# What to produce
Write out every line of the rows below as a numbered list, skipping any blank lines.

↓

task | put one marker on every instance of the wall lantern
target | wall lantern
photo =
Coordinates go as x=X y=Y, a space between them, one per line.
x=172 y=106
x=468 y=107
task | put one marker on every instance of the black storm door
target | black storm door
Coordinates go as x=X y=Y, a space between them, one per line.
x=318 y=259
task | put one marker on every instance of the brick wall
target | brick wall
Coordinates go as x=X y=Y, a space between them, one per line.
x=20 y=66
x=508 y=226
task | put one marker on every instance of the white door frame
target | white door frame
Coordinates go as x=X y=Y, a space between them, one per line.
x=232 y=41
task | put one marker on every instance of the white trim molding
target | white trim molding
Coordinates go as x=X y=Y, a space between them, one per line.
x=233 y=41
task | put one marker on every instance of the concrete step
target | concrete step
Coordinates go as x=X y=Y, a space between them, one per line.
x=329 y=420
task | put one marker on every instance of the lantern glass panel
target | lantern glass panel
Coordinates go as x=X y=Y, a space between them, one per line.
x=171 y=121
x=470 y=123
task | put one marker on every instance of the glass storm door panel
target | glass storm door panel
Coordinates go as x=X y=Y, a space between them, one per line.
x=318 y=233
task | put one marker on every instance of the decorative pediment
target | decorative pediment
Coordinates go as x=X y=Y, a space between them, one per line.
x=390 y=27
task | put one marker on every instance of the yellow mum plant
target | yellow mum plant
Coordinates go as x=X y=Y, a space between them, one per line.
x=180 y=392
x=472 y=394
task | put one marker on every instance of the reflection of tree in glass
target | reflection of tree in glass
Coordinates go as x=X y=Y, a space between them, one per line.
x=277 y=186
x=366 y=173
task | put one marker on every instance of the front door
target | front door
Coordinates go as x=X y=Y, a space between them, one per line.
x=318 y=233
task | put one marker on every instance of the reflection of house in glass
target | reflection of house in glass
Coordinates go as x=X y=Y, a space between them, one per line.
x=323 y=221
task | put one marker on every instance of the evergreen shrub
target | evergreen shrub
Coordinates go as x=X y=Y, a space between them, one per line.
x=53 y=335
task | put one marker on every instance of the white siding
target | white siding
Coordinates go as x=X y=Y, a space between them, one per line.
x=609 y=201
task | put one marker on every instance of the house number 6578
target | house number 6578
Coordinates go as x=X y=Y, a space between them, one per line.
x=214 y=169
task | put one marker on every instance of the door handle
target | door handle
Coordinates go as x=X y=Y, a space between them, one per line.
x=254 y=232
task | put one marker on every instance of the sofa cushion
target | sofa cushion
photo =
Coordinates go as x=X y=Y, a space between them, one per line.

↑

# Response
1. task | put one marker on every instance of the wall lantern
2. target | wall lantern
3. photo =
4. Coordinates go as x=X y=Y, a space between them, one per line.
5. x=172 y=106
6. x=468 y=107
7. task | put one marker on every instance of the black storm door
8. target | black storm door
9. Coordinates go as x=X y=Y, a space between them, one per line.
10. x=318 y=259
11. task | put one marker on every instance of the brick wall
12. target | brick wall
13. Coordinates go as x=X y=Y, a space between them, one per line.
14. x=20 y=66
15. x=508 y=226
16. task | put one marker on every instance of the white door frame
17. target | white door frame
18. Coordinates go as x=X y=Y, a space between them, one per line.
19. x=232 y=41
20. task | put one marker on every instance of the white trim molding
21. target | white trim molding
22. Coordinates go as x=X y=Y, a space between them, one per line.
23. x=233 y=41
24. task | put one marker on every instance of the concrete step
25. target | concrete step
26. Coordinates go as x=X y=Y, a space between them, one per line.
27. x=329 y=420
28. task | put one marker on every instance of the lantern glass panel
29. target | lantern glass panel
30. Coordinates go as x=X y=Y, a space between them, one per line.
31. x=171 y=121
32. x=470 y=123
33. task | put one marker on every instance of the glass storm door panel
34. target | glass storm door panel
35. Coordinates go as x=X y=Y, a space between them, one per line.
36. x=318 y=233
37. task | put one marker on every instance of the decorative pediment
38. target | decorative pediment
39. Coordinates go as x=X y=Y, a space between them, one per line.
40. x=390 y=27
41. task | put one marker on every instance of the yellow mum plant
42. target | yellow mum plant
43. Coordinates go as x=X y=Y, a space between them, one per line.
44. x=180 y=392
45. x=472 y=394
46. task | put one marker on every instance of the reflection of tree in glass
47. target | reflection of tree in glass
48. Coordinates go as x=X y=Y, a space between them, one per line.
49. x=277 y=186
50. x=366 y=173
51. task | put one marker on every instance of the front door
52. target | front door
53. Coordinates go as x=X y=Y, a space between them, one per line.
54. x=318 y=233
55. task | put one marker on every instance of the reflection of house in glass
56. target | reflection of house in glass
57. Coordinates go as x=X y=Y, a space between them, one per line.
58. x=323 y=221
59. task | put one marker on every instance of the evergreen shrub
60. target | evergreen shrub
61. Coordinates go as x=X y=Y, a space between them, one per line.
62. x=53 y=335
63. task | put one marker on every instance of the white siding
64. target | white siding
65. Coordinates go as x=X y=Y, a space between them, one per line.
66. x=609 y=201
67. task | put one marker on every instance of the house number 6578
68. target | house number 6578
69. Coordinates go as x=X y=Y, a space between them, one per line.
70. x=214 y=169
71. task | put one marker on every instance of the door handle
72. target | door handle
73. Coordinates go as x=X y=Y, a space between them, one per line.
74. x=254 y=232
75. task | put one marker on every instance of the sofa cushion
76. target | sofa cushion
77. photo =
78. Coordinates go as x=X y=Y, a space between them, one per line.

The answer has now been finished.